| What is being asked |
What you return should be only the lines in the entries below between the one holding "[(131, 143)]" and the one holding "[(770, 789)]", ends included, with every picture left out.

| Recorded information |
☆ ☆ ☆ ☆ ☆ ☆ ☆
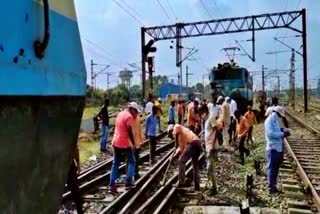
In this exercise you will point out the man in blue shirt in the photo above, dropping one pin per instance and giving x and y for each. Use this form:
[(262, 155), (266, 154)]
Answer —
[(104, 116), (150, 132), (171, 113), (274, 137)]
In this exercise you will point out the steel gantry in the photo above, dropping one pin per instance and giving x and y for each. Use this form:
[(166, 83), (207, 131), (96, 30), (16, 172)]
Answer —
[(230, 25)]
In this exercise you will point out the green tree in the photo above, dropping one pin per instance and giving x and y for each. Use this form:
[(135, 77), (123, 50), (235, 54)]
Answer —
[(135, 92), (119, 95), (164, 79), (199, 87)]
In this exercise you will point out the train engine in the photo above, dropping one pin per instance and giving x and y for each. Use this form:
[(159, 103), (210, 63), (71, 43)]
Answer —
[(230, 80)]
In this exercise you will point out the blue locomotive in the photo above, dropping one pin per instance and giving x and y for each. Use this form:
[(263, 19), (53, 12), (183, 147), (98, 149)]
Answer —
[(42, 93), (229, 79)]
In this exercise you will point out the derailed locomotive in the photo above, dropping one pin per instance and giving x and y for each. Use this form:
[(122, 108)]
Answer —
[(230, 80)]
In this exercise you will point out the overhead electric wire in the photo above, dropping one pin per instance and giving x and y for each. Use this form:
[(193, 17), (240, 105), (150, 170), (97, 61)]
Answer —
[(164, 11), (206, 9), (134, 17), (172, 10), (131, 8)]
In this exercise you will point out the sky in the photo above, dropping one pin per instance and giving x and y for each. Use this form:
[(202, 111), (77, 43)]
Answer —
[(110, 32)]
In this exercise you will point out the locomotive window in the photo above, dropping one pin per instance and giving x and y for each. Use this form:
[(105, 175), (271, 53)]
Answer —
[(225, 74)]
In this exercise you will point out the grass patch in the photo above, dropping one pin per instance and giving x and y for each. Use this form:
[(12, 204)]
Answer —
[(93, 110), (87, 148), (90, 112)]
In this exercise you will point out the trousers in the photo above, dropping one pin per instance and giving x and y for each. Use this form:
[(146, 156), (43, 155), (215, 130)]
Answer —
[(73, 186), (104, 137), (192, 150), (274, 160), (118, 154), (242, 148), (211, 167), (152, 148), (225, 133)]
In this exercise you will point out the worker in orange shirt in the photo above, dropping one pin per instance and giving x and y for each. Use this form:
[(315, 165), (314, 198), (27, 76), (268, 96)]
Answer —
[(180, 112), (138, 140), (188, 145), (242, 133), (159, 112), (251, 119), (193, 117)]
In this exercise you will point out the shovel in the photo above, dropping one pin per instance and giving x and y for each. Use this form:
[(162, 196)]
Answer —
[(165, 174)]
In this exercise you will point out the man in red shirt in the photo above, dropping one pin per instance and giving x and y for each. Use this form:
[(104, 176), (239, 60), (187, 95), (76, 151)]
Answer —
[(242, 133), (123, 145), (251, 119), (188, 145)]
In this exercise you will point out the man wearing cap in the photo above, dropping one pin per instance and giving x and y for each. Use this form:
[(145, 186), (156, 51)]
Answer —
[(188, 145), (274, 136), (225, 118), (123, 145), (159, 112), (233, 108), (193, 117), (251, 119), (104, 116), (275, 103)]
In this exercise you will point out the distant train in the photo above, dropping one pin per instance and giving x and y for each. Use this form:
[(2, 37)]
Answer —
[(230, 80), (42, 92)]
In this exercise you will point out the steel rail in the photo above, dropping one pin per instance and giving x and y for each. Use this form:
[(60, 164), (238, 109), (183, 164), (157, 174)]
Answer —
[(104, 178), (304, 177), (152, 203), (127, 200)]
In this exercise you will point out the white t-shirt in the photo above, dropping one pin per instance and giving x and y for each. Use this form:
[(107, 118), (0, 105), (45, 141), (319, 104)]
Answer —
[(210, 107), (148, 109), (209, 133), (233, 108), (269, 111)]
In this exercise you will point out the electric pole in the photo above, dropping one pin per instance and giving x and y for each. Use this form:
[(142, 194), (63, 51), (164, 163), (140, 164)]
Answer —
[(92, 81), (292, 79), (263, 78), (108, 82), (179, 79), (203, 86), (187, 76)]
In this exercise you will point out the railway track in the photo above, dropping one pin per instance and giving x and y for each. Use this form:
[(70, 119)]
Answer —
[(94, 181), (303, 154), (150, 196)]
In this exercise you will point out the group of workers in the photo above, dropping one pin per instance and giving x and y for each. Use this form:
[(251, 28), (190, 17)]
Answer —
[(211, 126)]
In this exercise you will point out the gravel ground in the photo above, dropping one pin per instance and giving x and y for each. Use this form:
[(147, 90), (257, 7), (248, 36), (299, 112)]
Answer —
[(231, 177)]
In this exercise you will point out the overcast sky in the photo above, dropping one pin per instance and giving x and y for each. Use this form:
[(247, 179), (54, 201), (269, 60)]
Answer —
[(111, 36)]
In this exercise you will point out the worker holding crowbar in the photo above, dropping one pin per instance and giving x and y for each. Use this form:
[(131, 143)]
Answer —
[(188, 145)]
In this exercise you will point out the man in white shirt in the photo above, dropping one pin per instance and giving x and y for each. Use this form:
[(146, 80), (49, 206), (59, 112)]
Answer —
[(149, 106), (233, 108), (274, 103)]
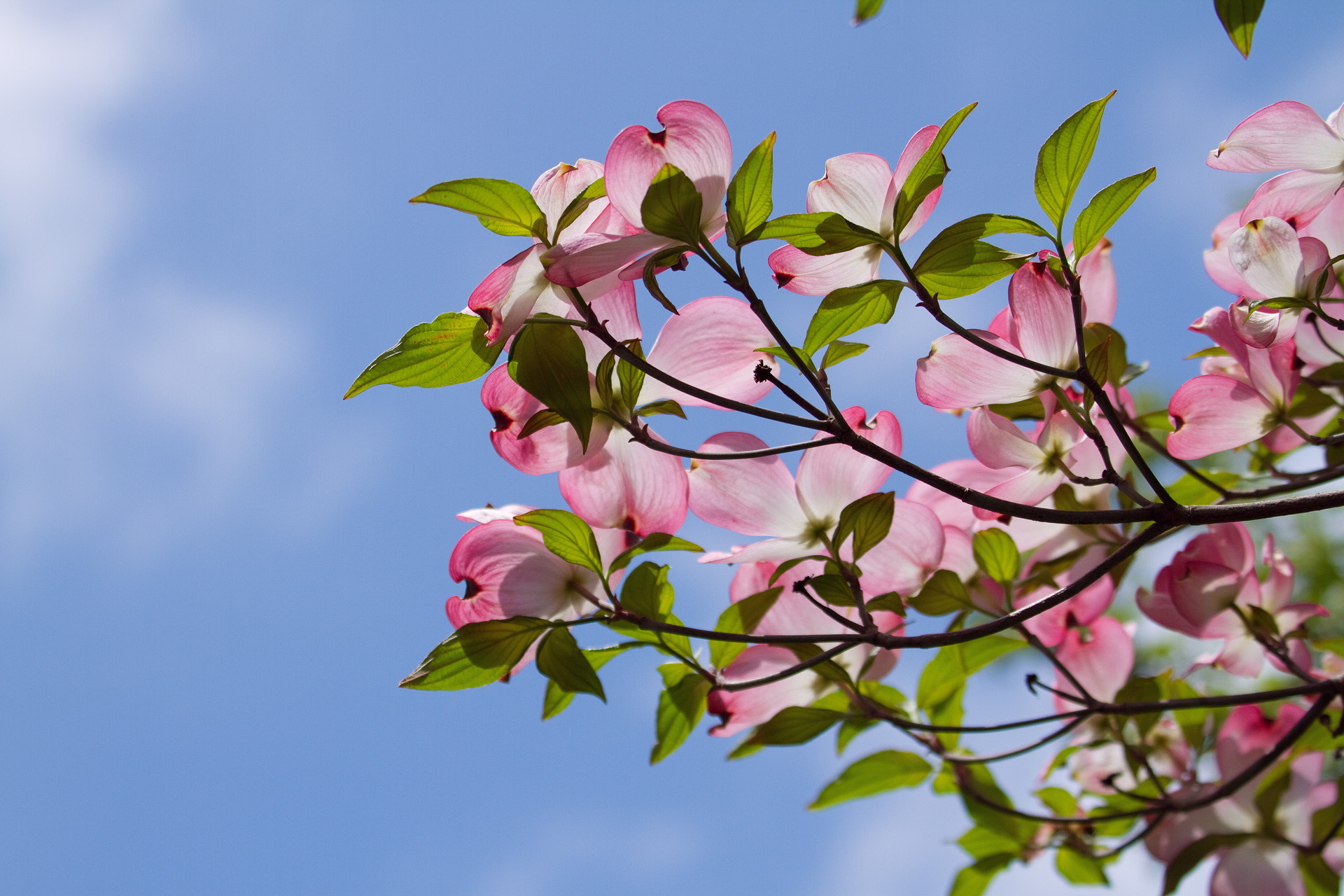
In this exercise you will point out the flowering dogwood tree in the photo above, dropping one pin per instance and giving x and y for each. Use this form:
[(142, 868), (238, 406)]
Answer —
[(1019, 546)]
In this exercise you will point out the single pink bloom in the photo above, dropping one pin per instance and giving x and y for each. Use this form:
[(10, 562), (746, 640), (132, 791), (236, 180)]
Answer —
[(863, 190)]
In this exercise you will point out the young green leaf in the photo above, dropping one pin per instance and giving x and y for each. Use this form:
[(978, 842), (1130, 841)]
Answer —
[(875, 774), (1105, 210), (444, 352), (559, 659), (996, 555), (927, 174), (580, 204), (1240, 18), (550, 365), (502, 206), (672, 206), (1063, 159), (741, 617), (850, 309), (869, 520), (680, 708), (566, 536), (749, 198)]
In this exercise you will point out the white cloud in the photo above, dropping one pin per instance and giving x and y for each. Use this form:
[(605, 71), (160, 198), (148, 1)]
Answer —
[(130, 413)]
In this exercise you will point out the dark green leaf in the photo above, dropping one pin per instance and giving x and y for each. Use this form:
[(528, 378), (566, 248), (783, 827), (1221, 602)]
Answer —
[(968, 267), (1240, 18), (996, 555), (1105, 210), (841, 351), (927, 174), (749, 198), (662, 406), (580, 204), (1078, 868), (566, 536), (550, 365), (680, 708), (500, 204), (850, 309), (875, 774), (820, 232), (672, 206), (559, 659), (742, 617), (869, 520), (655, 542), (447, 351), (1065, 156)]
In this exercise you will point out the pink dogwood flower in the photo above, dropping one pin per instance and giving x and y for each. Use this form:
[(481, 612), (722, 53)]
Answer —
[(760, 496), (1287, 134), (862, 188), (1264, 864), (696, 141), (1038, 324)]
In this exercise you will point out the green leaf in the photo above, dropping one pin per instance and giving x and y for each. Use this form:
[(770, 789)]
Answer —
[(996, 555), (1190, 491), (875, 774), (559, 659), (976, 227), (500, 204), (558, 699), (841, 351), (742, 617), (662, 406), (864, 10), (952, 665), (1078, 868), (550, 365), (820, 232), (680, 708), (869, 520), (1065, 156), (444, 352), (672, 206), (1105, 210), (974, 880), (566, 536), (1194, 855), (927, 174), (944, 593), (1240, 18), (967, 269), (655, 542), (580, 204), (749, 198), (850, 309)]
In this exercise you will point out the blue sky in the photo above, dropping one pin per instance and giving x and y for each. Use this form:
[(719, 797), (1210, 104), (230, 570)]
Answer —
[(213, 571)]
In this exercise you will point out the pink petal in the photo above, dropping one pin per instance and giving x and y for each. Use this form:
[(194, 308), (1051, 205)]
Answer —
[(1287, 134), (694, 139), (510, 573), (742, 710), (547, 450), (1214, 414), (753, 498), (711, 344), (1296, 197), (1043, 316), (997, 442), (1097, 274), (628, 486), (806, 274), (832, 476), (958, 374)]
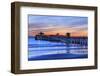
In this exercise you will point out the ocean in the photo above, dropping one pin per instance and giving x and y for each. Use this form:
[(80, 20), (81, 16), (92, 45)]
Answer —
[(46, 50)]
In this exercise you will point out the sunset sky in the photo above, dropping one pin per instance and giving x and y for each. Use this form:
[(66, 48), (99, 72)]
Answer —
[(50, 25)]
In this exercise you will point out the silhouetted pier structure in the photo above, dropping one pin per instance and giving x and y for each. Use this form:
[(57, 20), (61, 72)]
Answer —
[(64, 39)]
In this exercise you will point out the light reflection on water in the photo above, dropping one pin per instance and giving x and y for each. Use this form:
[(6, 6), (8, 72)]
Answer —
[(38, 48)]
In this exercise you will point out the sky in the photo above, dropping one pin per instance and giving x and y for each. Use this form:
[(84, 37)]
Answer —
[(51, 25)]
☆ ☆ ☆ ☆ ☆ ☆ ☆
| Task solution |
[(131, 143)]
Answer —
[(188, 145)]
In this exercise you will point out the man in white shirt in the photo above, dropping one pin per instance and giving x and y for each. Use this form:
[(146, 80), (49, 206), (59, 112)]
Answer —
[(149, 106), (233, 108), (274, 103)]
In this exercise you will point out the flowering dogwood tree in the photo above, dropping one pin per instance and giving x and y for each. Use this form:
[(142, 868), (238, 406)]
Answer —
[(1019, 546)]
In this exercise you will point out the single pink bloom in the photo above, dropping one pin per instance and giving x and y for each. Use this form:
[(10, 562), (746, 640), (132, 791), (236, 180)]
Answer —
[(863, 190)]
In this exercise you will point out the young green leaf in the photo above, dropping one pin per instance and giving x and y for each. Use this form:
[(978, 842), (1130, 841)]
Answer —
[(875, 774), (1105, 210), (444, 352), (559, 659), (996, 555), (927, 174), (580, 204), (1240, 18), (550, 365), (502, 206), (672, 206), (1063, 159), (741, 617), (850, 309), (869, 520), (680, 708), (566, 536), (749, 198)]
In this exercise you will point out the white cloud in the photo above, dropping one pin per instance and giving x and y for each. Use this form:
[(605, 71), (160, 198), (148, 1)]
Answer —
[(130, 413)]
In this exercise you will point out the dark green leaf in the photo above, dropping one pin per instance and giving x and y for each. Use this form:
[(528, 378), (566, 248), (783, 827), (1221, 602)]
Answer —
[(968, 267), (1240, 18), (996, 555), (1105, 210), (841, 351), (927, 174), (749, 198), (662, 406), (580, 204), (1078, 868), (566, 536), (550, 365), (680, 708), (500, 204), (850, 309), (875, 774), (820, 232), (672, 206), (559, 659), (742, 617), (869, 520), (655, 542), (447, 351), (1065, 156)]
In this exercise you will point out the pink dogwood flower in the photo above, dropping one pin per instance and giving x and y for each. Use this form:
[(481, 612), (722, 53)]
Answer —
[(760, 496), (1287, 134), (862, 188), (1264, 864), (696, 141), (1038, 324)]
In this exercise you will point out the green leaf in the photo above, dropping one pin per instance and giving x and y for each. Use this form:
[(770, 789)]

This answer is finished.